▶ _Work order_: Count the lines below containing "light". Number only.

▶ _Records for the task_:
--
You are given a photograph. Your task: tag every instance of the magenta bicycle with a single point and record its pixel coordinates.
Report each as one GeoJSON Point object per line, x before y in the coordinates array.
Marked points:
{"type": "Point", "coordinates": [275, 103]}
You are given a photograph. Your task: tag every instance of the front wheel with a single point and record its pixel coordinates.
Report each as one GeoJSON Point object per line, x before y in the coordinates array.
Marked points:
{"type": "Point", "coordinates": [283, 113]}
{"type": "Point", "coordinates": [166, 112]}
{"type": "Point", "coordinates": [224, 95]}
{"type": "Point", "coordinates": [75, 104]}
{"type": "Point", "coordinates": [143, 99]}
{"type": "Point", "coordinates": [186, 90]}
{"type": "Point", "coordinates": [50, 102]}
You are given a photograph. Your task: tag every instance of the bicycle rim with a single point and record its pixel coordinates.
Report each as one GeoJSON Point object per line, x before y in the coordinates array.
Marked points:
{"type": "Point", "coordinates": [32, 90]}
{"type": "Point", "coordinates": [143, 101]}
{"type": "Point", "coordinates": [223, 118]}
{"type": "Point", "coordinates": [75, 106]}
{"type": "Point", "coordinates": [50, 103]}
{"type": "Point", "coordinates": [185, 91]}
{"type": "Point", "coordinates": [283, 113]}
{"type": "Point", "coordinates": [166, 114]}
--
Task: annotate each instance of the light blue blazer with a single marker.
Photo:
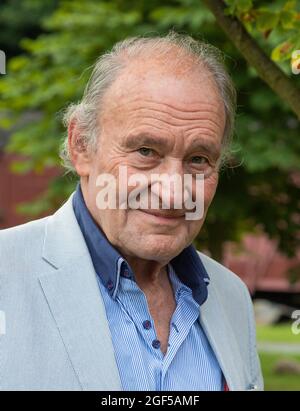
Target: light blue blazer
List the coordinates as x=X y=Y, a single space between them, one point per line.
--
▶ _Finished task_: 2